(Source records Opens)

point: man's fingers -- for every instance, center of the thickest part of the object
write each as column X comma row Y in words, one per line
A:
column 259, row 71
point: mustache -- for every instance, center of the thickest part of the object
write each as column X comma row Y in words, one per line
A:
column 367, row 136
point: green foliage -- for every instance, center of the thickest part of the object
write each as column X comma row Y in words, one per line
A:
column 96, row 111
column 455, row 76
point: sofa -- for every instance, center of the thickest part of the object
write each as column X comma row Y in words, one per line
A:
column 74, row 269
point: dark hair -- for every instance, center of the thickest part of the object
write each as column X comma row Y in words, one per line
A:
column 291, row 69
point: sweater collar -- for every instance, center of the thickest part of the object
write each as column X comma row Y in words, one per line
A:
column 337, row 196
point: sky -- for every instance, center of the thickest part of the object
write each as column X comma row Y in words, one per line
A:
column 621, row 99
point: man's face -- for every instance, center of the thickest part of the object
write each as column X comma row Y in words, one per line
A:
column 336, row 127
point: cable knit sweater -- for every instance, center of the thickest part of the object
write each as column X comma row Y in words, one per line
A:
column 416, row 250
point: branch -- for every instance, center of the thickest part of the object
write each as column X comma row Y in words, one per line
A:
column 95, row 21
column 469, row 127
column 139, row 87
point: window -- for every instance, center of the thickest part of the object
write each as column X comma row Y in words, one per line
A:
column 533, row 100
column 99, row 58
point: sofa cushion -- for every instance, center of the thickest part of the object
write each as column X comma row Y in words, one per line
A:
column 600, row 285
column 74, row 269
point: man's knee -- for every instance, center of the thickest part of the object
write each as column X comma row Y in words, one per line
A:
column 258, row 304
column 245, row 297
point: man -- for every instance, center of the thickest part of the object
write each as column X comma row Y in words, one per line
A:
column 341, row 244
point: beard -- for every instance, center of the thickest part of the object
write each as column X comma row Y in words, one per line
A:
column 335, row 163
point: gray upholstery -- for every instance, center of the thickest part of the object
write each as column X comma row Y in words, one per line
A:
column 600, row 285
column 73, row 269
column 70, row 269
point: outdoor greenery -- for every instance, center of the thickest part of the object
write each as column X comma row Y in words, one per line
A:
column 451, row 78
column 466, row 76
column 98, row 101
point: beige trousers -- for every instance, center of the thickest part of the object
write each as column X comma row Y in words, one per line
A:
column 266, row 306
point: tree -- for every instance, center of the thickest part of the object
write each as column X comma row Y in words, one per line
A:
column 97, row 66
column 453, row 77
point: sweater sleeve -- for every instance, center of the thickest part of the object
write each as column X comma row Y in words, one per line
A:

(Source records Closes)

**Directions:** All lines in the records that contain "sofa" are to be copied and returned.

**Written answer:**
point: sofa -- for every instance, center of the thickest part of the object
point: sofa cushion -- for every instance, center of the thickest part of the object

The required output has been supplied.